DIRECTIONS
Please find every line in the listing below that contains the word "handbag", matching case exactly, and copy each of those lines.

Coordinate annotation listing
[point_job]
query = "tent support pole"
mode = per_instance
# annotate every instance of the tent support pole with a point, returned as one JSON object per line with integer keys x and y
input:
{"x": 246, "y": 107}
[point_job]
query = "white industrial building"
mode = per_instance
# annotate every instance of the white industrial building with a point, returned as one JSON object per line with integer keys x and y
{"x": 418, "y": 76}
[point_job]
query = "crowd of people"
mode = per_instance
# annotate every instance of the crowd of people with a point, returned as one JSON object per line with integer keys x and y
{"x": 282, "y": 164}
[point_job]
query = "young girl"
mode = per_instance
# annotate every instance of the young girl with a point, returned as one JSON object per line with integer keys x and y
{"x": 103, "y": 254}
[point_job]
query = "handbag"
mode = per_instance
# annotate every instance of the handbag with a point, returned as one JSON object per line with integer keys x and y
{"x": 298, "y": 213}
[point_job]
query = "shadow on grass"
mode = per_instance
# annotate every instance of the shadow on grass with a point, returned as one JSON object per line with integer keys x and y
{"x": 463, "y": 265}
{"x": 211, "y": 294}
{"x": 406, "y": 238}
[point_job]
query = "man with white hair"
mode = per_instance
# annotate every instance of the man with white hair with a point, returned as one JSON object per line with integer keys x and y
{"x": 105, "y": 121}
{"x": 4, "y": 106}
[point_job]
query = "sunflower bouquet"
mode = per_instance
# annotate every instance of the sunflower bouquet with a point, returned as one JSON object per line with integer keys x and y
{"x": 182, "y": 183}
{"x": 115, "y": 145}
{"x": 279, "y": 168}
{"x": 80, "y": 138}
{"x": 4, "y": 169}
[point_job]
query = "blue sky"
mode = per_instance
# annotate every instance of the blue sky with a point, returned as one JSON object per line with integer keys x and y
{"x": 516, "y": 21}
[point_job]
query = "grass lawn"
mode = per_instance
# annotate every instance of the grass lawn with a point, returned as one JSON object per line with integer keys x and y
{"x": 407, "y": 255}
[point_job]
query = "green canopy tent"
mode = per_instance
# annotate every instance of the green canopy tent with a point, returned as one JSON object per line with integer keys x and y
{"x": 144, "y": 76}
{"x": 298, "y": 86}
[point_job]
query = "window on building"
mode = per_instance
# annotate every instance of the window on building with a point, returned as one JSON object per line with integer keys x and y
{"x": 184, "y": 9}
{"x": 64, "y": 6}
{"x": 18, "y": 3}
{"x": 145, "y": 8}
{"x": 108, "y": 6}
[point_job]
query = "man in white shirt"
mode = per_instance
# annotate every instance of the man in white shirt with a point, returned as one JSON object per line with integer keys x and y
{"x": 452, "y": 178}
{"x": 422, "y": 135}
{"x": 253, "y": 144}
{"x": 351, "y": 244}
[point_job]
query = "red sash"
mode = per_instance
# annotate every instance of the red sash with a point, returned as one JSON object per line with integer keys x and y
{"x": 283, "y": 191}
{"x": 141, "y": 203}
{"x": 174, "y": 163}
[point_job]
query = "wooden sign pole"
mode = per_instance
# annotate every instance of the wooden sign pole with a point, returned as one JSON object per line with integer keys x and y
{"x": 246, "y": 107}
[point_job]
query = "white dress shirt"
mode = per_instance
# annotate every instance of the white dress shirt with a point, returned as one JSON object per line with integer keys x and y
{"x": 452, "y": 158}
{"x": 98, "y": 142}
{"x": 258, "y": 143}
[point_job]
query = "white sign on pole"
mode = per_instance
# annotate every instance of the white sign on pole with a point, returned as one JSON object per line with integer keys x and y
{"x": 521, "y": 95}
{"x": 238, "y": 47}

FINAL RESULT
query = "handbag"
# annotate every instance of the handbag with a point, returned as one JSON object per line with integer keys x and y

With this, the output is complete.